• [Цитируемый отрывок]:

Значит, не такое праздное увлечение – вести записи. Иначе бы таких людей появлялось больше. Из отцовских предшественников назовем хотя бы Александра Гладкова[670]
. Он не только писал пьесы, но чуть ли не ежедневно фиксировал: с тем-то беседовал, узнал то-то и то-то…Видно, общение составляло важную часть жизни Гладкова. Жаль, никогда не хватало времени: «Если бы у меня не было о чем писать, то я приезжал бы в Дом творчества и просто болтал бы с интересными людьми и записывал их разговоры»[671]
. Словом, он сетует на то, что недоговорил. Сколькими бы еще подробностями пополнился дневник!Еще надлежит упомянуть Сергея Довлатова[672]
, но это мы сделаем чуточку позже.Почему возникает эта потребность? Да потому, что в душе некоторые люди ощущают себя историками. Они видят, что время уходит, а не остается почти ничего.
К тому же им известно то, что делают настоящие историки, – на протяжении всей советской эпохи создавался ее официальный портрет. Тут уже не «общие тетради», исписанные плохим почерком, а толстые тома в красивых переплетах.
Не все просто с этими изданиями. Бывало, выйдет новая книга, а тут подоспели перемены. К очередному тому прилагается повестка: вырежьте подозрительную личность и замените ее не вызывающей сомнений географической точкой.
Удивительно, что на каждом этапе провинившихся меньше не становилось. Было очевидно, что и в другой раз найдутся люди, которые чем-то себя запятнали.

• [Что сделать]:
[1] Выпишите из отрывка без изменений фрагмент от «К тому же им» до «в красивых переплетах.».
[2] Что, согласно отрывку, прилагалось к очередному тому официальных изданий?
[3] Перескажите короче абзац отрывка, начинающийся словами «Не все просто с этими изданиями», сохранив главные факты.

• [Исходные пункты]:
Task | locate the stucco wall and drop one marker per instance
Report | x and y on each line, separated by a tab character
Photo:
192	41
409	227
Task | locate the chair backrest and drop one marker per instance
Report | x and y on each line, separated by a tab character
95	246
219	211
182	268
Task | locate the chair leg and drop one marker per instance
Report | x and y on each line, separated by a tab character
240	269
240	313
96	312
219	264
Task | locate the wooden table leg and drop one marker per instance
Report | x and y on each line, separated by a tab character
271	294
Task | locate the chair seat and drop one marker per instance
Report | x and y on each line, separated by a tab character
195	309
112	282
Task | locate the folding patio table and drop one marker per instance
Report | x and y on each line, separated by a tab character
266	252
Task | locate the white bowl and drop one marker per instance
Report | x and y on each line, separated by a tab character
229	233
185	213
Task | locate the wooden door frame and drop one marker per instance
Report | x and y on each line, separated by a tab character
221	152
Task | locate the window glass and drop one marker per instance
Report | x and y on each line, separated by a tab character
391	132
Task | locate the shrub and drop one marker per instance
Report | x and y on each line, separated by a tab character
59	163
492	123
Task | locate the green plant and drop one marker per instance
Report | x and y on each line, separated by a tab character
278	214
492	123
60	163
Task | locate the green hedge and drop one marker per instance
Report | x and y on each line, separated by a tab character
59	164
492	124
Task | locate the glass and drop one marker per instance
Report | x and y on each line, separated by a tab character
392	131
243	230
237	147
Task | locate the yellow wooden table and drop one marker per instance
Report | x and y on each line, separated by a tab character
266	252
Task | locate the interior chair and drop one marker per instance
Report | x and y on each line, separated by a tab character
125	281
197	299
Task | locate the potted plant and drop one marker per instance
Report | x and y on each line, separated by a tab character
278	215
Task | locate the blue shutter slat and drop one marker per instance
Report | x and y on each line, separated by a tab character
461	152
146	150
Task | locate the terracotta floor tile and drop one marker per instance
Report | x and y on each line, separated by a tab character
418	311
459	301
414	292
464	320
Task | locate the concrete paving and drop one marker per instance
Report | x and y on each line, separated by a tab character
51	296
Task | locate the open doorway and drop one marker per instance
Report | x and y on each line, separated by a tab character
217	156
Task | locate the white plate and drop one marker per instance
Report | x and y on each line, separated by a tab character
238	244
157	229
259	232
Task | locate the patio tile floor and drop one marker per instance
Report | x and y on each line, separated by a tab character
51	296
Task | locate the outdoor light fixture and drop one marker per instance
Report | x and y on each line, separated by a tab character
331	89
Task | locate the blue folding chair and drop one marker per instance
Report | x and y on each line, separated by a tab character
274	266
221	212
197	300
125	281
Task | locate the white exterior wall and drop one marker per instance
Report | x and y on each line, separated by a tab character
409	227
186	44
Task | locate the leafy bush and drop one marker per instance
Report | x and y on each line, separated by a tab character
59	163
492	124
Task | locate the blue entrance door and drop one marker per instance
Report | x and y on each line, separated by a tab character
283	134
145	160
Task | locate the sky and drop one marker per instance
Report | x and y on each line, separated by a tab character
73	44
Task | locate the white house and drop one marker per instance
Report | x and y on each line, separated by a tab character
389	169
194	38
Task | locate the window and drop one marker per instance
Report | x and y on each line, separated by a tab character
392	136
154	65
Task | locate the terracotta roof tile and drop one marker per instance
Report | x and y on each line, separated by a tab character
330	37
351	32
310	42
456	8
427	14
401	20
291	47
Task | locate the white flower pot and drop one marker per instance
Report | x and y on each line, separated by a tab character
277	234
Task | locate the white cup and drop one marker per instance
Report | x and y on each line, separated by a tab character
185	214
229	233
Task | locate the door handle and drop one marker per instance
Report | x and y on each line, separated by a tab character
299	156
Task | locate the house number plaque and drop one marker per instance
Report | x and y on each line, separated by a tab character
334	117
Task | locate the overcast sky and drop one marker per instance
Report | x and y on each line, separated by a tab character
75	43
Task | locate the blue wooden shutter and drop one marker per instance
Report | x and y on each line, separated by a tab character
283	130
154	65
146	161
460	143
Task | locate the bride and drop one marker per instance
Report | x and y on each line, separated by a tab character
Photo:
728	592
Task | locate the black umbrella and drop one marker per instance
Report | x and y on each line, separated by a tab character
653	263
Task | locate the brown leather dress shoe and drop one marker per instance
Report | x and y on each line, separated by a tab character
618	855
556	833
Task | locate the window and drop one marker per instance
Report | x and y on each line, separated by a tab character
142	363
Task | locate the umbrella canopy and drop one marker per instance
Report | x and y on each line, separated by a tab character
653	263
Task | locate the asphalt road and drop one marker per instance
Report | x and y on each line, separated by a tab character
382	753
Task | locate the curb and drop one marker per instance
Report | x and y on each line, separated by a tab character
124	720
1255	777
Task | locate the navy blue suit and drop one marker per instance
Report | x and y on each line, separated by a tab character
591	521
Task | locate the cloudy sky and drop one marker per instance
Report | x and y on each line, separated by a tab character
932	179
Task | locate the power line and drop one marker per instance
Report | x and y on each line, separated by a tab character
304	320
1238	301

• [Ответы по номерам]:
[1]
К тому же им известно то, что делают настоящие историки, – на протяжении всей советской эпохи создавался ее официальный портрет. Тут уже не «общие тетради», исписанные плохим почерком, а толстые тома в красивых переплетах.

[2] Повестка с указанием вырезать подозрительную личность и заменить ее не вызывающей сомнений географической точкой.

[3] С этими изданиями бывали сложности. Если после выхода книги наступали перемены, к следующему тому прилагали повестку: вырезать подозрительную личность и поставить на ее место бесспорную географическую точку.